Requirements ->
Arrange the lines as a numbered list, starting at the line that contains "of the eroding" and ending at the line that contains "pixel 492 151". Leave out blank lines and any pictures.

Rows from a pointing dataset
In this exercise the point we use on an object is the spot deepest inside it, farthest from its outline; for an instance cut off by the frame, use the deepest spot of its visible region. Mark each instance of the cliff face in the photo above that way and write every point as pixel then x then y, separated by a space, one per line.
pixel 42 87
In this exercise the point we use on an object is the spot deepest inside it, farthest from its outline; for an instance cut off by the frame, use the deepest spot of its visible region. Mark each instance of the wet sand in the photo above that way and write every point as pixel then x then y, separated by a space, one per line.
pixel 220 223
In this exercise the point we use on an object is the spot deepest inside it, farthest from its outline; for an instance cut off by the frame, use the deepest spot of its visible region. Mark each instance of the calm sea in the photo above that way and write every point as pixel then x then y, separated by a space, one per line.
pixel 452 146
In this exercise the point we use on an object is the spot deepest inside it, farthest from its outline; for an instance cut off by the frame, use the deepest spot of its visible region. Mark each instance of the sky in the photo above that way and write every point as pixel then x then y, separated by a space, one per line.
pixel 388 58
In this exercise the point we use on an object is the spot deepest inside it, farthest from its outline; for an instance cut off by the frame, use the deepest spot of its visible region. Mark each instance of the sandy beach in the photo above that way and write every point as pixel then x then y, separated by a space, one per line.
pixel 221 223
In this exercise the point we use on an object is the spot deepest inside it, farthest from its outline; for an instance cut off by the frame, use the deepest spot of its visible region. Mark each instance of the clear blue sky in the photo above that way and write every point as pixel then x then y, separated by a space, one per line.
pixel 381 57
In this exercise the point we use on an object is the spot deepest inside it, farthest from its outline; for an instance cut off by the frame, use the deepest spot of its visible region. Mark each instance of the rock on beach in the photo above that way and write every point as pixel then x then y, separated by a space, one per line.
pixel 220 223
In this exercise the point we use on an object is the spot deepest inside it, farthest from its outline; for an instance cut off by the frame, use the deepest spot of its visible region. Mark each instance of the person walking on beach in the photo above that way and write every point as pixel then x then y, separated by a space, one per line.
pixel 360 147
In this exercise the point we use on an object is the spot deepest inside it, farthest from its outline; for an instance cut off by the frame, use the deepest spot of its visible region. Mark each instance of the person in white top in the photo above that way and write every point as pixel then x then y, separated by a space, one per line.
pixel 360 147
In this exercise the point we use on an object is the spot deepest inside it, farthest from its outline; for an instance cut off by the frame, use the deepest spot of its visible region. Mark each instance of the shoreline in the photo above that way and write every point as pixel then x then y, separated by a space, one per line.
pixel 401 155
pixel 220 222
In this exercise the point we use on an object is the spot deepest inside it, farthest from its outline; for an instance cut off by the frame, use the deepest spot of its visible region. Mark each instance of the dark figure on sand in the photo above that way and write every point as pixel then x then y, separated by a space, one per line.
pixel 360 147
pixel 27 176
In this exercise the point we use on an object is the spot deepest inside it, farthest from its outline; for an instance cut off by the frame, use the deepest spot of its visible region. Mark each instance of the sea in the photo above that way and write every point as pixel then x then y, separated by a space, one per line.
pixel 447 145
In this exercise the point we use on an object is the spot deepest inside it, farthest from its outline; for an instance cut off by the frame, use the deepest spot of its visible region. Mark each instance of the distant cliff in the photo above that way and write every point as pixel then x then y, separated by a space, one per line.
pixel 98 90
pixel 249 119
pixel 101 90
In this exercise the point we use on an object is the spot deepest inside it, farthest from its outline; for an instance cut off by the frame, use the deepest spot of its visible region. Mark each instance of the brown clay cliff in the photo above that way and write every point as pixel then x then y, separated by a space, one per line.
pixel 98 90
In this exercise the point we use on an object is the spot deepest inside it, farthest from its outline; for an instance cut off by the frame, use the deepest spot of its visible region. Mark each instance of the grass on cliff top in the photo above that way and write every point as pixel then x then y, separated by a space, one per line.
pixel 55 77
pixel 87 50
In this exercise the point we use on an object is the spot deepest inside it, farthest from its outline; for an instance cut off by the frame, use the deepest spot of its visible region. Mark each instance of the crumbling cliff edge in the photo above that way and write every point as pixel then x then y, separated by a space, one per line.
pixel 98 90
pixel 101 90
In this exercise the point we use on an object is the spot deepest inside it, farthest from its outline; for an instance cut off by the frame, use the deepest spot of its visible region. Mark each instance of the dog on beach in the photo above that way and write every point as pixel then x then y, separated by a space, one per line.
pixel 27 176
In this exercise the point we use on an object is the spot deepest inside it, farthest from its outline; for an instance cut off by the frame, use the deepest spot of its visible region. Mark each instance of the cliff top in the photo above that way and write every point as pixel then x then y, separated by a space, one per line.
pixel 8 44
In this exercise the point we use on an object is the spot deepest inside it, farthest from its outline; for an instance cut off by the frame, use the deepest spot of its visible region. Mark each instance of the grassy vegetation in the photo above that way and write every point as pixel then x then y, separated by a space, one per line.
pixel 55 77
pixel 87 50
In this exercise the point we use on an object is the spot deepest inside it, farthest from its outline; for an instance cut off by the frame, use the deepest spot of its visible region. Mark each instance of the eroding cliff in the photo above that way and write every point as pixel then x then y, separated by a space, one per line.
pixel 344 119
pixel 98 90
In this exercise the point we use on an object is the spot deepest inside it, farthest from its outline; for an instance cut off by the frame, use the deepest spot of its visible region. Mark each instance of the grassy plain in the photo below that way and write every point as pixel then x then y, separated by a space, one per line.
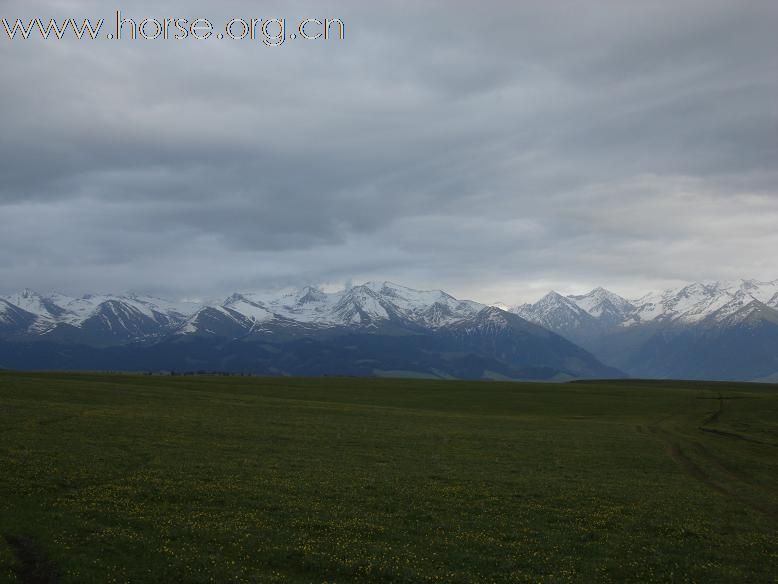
pixel 207 479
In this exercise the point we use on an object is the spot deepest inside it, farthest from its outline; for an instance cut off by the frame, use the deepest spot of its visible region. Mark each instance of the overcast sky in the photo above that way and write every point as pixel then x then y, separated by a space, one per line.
pixel 494 151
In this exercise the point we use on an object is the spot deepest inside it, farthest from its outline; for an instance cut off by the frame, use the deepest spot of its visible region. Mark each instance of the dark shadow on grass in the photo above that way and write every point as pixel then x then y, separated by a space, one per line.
pixel 32 565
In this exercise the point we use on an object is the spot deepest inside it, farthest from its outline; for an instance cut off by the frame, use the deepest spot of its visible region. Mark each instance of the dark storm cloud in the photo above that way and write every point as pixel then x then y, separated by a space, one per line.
pixel 492 151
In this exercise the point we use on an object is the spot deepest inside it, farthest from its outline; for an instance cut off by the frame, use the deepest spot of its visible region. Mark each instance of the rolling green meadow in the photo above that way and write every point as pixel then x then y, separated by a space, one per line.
pixel 109 478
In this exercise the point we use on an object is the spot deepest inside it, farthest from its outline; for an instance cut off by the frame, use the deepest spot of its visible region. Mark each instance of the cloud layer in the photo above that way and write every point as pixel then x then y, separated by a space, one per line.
pixel 494 152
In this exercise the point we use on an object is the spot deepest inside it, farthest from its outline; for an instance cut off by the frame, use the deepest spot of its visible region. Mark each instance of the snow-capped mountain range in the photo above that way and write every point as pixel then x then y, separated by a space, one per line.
pixel 714 330
pixel 708 303
pixel 376 328
pixel 709 330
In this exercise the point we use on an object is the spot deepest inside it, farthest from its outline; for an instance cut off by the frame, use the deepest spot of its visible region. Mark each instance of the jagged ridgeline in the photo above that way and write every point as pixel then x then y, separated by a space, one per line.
pixel 374 329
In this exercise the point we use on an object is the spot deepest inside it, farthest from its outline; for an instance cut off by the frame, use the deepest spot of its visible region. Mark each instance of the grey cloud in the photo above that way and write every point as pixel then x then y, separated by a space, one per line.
pixel 493 152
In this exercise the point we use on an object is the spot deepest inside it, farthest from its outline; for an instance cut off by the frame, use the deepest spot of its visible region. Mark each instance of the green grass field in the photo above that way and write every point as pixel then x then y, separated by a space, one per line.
pixel 206 479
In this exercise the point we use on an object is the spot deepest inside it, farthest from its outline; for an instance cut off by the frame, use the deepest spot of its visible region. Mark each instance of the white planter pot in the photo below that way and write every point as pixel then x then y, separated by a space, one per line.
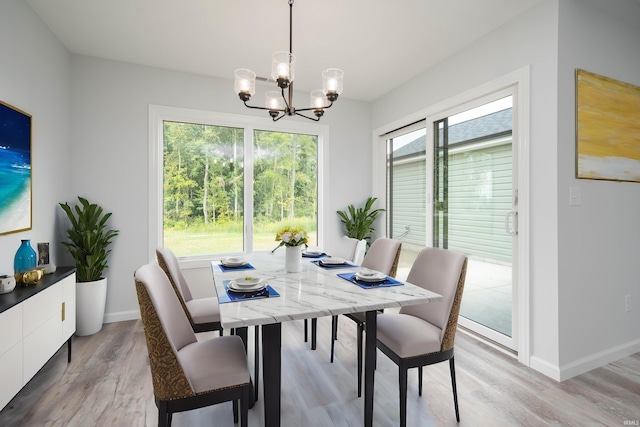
pixel 91 298
pixel 293 259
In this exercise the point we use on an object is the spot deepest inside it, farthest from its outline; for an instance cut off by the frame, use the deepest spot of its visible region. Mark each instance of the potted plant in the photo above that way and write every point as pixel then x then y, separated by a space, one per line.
pixel 358 223
pixel 89 240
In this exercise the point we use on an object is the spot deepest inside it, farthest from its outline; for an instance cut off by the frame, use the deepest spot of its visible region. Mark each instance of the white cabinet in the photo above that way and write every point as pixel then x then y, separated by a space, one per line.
pixel 35 322
pixel 10 353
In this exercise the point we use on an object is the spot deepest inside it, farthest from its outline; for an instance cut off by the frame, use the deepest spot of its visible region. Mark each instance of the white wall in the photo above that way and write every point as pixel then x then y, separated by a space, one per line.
pixel 109 110
pixel 598 241
pixel 34 77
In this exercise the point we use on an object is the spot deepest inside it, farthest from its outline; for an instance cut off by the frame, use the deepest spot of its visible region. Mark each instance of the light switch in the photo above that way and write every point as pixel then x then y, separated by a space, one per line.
pixel 575 196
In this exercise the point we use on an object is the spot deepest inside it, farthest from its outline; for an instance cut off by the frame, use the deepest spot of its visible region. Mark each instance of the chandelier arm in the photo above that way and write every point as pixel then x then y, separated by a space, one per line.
pixel 316 119
pixel 263 108
pixel 312 108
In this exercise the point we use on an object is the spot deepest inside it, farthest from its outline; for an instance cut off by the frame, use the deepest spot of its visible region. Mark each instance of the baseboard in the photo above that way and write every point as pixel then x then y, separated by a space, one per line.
pixel 121 316
pixel 597 360
pixel 585 364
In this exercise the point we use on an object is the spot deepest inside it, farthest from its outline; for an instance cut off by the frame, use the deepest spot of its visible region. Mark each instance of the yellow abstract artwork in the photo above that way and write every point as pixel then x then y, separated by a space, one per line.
pixel 608 128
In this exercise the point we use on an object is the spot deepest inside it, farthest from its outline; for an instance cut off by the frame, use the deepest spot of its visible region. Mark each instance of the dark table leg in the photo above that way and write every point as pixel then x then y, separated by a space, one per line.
pixel 369 365
pixel 242 332
pixel 314 326
pixel 271 372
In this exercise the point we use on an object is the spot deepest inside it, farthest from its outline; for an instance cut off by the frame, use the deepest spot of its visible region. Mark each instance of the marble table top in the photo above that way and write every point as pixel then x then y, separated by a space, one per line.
pixel 314 292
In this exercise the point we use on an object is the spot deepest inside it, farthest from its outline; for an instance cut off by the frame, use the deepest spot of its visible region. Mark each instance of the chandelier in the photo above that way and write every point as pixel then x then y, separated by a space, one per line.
pixel 283 65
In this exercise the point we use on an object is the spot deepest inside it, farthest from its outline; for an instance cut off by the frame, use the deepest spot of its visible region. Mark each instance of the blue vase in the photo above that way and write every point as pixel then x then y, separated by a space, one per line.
pixel 26 258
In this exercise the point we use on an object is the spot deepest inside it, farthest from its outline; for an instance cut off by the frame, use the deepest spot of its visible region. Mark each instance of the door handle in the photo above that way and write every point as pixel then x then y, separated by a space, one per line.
pixel 509 219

Task response ->
1. In this exercise the point we use on an object is the spot deepest inside it, farthest from its outline; for an instance cut off by the frame, use the deepest spot of its visible region. Mark each instance of the eroding cliff in the photo above that way and write every point as pixel then x then y, separated by a space, one per line.
2. pixel 344 119
3. pixel 98 90
4. In this exercise the point we use on an object is the spot deepest inside it, farthest from its outline; for an instance cut off by the frame, use the deepest spot of its visible region. Mark each instance of the grassy plain in the photo below that way and write every point as pixel then x then y, separated by a space, one per line.
5. pixel 207 479
6. In this exercise the point we use on an object is the spot deepest inside it, farthest from its outline; for an instance cut off by the frame, use the deepest spot of its visible region. Mark each instance of the overcast sky in the photo above that way and write every point as pixel then x then y, separated by a space, one per line.
7. pixel 494 151
8. In this exercise the point we use on an object is the spot deepest inside it, farthest from its outline; for an instance cut off by the frame, use the deepest spot of its visible region. Mark each instance of the dark shadow on grass in the photo above that way and write every point as pixel then x then y, separated by a space, one per line.
9. pixel 32 565
10. In this exercise the point we use on an object is the spot deepest inside it, farthest from its outline; for an instance cut off by the frame, use the deepest spot of its visible region. Mark each instance of the dark storm cloud in the photo above that way and write every point as pixel then x then y, separated by a space, one per line.
11. pixel 492 151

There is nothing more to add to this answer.